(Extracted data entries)
BEGIN

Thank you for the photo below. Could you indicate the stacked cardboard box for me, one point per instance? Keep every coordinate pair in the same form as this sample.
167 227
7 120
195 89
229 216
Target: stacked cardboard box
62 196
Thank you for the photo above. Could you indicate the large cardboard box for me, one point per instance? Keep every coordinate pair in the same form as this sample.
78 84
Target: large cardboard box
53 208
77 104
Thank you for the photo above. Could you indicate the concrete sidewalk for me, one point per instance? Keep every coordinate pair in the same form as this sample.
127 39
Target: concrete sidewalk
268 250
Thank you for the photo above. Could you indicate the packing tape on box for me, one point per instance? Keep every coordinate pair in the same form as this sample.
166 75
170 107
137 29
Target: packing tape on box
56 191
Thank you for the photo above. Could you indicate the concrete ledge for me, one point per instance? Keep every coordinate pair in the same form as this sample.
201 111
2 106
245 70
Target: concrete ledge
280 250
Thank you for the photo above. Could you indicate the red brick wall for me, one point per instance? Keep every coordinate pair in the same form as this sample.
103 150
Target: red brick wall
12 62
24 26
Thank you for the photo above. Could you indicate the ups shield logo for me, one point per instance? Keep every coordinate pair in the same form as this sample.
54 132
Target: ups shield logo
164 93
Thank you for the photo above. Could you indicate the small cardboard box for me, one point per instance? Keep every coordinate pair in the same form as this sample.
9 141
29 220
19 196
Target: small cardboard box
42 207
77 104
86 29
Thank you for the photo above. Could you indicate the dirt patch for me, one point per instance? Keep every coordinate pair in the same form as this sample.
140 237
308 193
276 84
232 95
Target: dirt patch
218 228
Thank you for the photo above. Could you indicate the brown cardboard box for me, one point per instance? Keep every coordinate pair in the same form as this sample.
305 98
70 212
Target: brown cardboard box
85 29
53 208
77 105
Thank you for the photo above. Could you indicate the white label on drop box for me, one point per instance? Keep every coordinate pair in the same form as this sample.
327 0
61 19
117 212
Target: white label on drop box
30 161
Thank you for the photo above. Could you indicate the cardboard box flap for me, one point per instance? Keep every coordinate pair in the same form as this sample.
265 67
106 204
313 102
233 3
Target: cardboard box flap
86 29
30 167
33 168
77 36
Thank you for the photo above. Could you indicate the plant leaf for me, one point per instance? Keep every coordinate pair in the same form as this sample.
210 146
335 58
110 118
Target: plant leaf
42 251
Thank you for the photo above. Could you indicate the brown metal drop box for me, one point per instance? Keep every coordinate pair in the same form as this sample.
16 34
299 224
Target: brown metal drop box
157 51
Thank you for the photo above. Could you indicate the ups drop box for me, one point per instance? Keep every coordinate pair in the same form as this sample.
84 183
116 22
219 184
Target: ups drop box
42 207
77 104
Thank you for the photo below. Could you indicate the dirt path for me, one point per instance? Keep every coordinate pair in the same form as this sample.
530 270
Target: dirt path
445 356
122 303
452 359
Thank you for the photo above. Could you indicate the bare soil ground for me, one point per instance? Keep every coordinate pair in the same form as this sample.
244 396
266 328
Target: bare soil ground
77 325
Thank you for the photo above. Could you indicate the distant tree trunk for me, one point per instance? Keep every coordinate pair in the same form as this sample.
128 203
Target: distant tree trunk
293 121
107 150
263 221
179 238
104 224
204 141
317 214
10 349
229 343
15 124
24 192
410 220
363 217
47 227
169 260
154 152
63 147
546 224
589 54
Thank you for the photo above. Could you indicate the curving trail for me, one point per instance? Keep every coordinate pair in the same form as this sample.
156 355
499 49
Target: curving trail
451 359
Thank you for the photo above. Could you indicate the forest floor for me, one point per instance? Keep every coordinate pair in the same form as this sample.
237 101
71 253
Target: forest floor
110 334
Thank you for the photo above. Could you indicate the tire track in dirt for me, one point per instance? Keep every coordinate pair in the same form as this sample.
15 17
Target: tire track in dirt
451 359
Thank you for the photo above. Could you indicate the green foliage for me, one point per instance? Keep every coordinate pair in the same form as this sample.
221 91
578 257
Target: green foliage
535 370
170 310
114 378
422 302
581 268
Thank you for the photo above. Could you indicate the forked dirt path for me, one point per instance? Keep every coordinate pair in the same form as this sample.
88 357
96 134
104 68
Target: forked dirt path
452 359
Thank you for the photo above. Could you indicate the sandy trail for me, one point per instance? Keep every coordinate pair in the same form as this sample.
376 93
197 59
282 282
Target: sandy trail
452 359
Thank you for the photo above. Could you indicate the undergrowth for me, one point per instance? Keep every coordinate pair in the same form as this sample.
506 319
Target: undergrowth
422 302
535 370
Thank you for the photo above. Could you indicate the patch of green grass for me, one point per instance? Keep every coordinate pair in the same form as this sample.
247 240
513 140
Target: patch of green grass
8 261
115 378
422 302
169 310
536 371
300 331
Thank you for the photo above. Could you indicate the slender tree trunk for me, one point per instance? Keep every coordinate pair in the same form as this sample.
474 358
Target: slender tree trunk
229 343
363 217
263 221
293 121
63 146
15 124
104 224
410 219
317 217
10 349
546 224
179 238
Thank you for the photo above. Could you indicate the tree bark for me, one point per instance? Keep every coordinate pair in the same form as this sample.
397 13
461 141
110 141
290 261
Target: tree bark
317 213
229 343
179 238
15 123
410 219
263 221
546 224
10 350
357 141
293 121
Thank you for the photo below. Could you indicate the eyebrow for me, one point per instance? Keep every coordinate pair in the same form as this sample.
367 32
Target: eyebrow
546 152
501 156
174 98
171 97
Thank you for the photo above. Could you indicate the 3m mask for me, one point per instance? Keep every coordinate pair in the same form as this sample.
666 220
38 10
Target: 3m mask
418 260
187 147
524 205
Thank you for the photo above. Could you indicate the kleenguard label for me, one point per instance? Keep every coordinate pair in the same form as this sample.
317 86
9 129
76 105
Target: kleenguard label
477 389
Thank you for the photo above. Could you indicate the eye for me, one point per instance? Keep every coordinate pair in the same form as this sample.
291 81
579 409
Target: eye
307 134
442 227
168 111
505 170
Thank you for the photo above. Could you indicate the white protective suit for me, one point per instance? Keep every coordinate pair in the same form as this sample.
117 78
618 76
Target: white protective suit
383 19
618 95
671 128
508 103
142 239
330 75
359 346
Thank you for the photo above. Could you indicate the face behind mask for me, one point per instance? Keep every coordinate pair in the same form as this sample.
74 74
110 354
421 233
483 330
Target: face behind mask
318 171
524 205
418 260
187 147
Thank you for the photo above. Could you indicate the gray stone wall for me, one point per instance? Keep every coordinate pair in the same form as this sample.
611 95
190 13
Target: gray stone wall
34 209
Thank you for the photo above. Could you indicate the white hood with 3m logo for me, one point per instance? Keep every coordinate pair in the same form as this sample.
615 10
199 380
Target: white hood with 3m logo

END

Task objective. For each record above, write it out again exactly.

Solution below.
Thank you for the photo below. Could you indicate the stacked cardboard box for me, one point per instance? Keep every coordinate pair in the same form as this sample.
167 227
7 120
195 89
229 216
Target: stacked cardboard box
62 196
Thank you for the photo above. Could you indicate the large cardboard box for me, one point per instance? Keep every coordinate pair in the same form as this sample.
78 84
Target: large cardboard box
53 208
77 104
Thank you for the photo above. Could you indicate the concrete sidewalk for me, one point per instance? Keep every coordinate pair in the same form as this sample.
127 39
Target: concrete sidewalk
268 250
Thank you for the photo above. Could you indicate the packing tape on box for me, one point per instance? Keep every coordinate pair in the same form as this sample.
166 75
170 107
137 29
Target: packing tape on box
56 191
Thank you for the photo above. Could you indicate the concrete ledge for me, one point per instance? Keep every coordinate pair in the same form as this sample.
201 111
2 106
245 70
Target: concrete ledge
280 250
Thank you for the photo above. Could you indicate the red brick wall for me, one point per instance? Keep every coordinate pair in the same form as this sample.
103 150
Target: red brick wall
12 62
24 26
Thank you for the photo above. Could you indicate the ups shield logo for me, one point per instance? Keep every coordinate pair in the same form as this sample.
54 132
Target: ups shield logo
164 93
Thank you for the photo above. Could you indicate the small cardboard box for me, one point per instance? Keep every coordinate pair in the same form as this sample.
9 141
29 220
19 196
Target: small cardboard box
42 207
77 104
86 29
Thank you for the photo above. Could you indicate the dirt patch for me, one point per instance? Keep every coordinate pair in the same form as this sample.
140 237
308 193
276 84
232 95
Target: dirt patch
218 228
Thank you for the photo above. Could you indicate the brown cardboard box for me, one point per instance? Keep every coordinate pair in the same form as this sample.
305 98
70 212
Target: brown cardboard box
85 29
53 208
77 105
Thank you for the photo above. Could you indicate the white label on drop box for me, one point per instance? Keep every coordinate pair in the same form as this sample.
327 0
61 19
117 212
Target: white label on drop box
30 161
Thank you for the photo above. Could you indicate the cardboard box flap for me, one point per instance? Keep every coordinate pair in the same form as this sample.
265 67
106 204
313 102
233 3
Target: cardboard box flap
86 29
30 167
33 168
77 36
Thank you for the photo above. Could you indicate the plant leaf for me, one point per instance? Keep every coordinate pair in the same form as this sample.
210 146
335 58
110 118
Target: plant leaf
42 251
Thank you for the photo above. Could you indicate the brown metal drop box for me, one point per instance? Keep every coordinate pair in the same form as this sample.
16 34
299 224
Target: brown metal drop box
157 51
Thank you for the photo above. Could you indicate the ups drop box for me, one point per instance? Keep every coordinate pair in the same form as this sample.
84 183
116 22
219 184
Target: ups drop box
42 207
77 104
Thank you for the photo below. Could you indicate the dirt path for me, one point per instance? Keep every coordinate pair in the same form as this sample.
530 270
Target: dirt path
445 356
122 303
452 359
Thank you for the photo above. Could you indicate the bare soil ground for me, one point per instance? Keep every coordinate pair in the same form as this sample.
244 396
266 328
Target: bare soil ground
77 325
Thank you for the photo above. Could you indicate the distant tree trunk for me, one point per instance? Keep every coordinate pair in the same form as this sample.
128 203
Target: distant tree trunk
293 121
107 150
263 221
179 238
104 224
204 141
317 214
10 349
229 343
15 124
24 192
410 220
363 217
47 227
169 260
154 152
63 147
546 224
589 54
Thank you for the photo above. Could you indicate the curving trail for me, one point per instance? Keep every coordinate pair in the same form as this sample.
156 355
499 49
Target: curving trail
451 359
Thank you for the photo above. Could you indicate the forest floor for me, one point per instance? Keep every coordinate pair in the same form as this sample.
237 101
71 253
Target: forest floor
110 334
Thank you for the photo above. Could you indicate the tire track in dirt for me, one point per instance? Keep every coordinate pair in the same form as this sample.
15 17
Target: tire track in dirt
451 359
Thank you for the photo above. Could you indicate the green foliage for me, one point per instance? Keep every coordinate pair in the same form as this sample.
221 91
578 257
Target: green foliage
535 370
170 310
114 378
422 302
581 268
Thank you for the photo above. Could you indicate the forked dirt path for me, one point per instance? Keep every coordinate pair in the same form as this sample.
88 357
96 134
104 68
Target: forked dirt path
452 359
Thank you for the photo above. Could you indicate the sandy trail for me, one point per instance? Keep every coordinate pair in the same form as this sample.
376 93
197 59
282 282
Target: sandy trail
452 359
Thank you for the photo above. Could you indicate the undergrowth for me, one point per instance? Keep every coordinate pair in the same form as this sample.
506 319
Target: undergrowth
422 302
535 370
Thank you for the photo above. Could you indicate the patch of green grass for me, one point per instance? Keep every coordinate pair in the same form as this sample.
247 240
513 140
Target: patch of green grass
8 261
115 378
422 302
169 310
536 371
300 331
Thank you for the photo above. Could you indicate the slender tree trunk for me, one point per instance? Keep every coordinate pair in the same form as this sample.
474 358
Target: slender tree trunk
229 343
363 217
263 221
293 121
63 146
15 124
104 224
410 219
317 217
10 349
546 224
179 238
Thank you for the photo above. Could you indicate the tree bark for me, one point per instance? Keep every coordinate pair in the same form as this sample.
397 13
461 141
110 141
290 261
Target: tree bark
317 213
229 343
179 238
15 123
410 219
263 221
546 224
10 350
357 141
293 121
Thank you for the photo below. Could you indicate the eyebrow for me, one point per instance? Keep every coordinate pair in the same form as this sample.
367 32
Target: eyebrow
546 152
501 156
174 98
171 97
Thank you for the photo above. Could you indicate the 3m mask for me, one point per instance? Keep every coordinate pair in the same form as this sample.
666 220
38 10
Target: 3m mask
418 260
187 147
524 205
Thank you for the photo above. Could you indicate the kleenguard label for me, one point per instance? Keep every coordinate pair in the same form as this sample.
317 86
9 129
76 105
Target: kleenguard label
477 389
Thank you for the photo above. Could you indicate the eye for me, one point per instance? Keep every coordinate pair in the same form as this sample.
291 81
579 409
Target: eye
307 134
442 227
168 111
505 170
Thank you for the photo above. Could you indicate the white protective suit for me, one point per instance? Keep every coordinate pair in the same form as this sample.
117 78
618 76
Target: white protective suit
383 19
618 95
671 128
508 103
142 239
330 75
359 346
Thank you for the photo above. Could you indicate the face behind mask for me, one point per instance? Keep every coordinate pair in the same form as this sample.
74 74
110 354
421 233
483 330
Target: face behind mask
318 171
524 205
418 260
187 147
Thank you for the photo above. Could you indicate the gray stone wall for me, one point per instance? Keep every coordinate pair in the same form as this sample.
611 95
190 13
Target: gray stone wall
34 209
Thank you for the photo above. Could you indicate the white hood with 3m logo for me, one point per instance? Keep every coordinate pair in the same form as this sample.
615 10
199 380
Target: white hood with 3m logo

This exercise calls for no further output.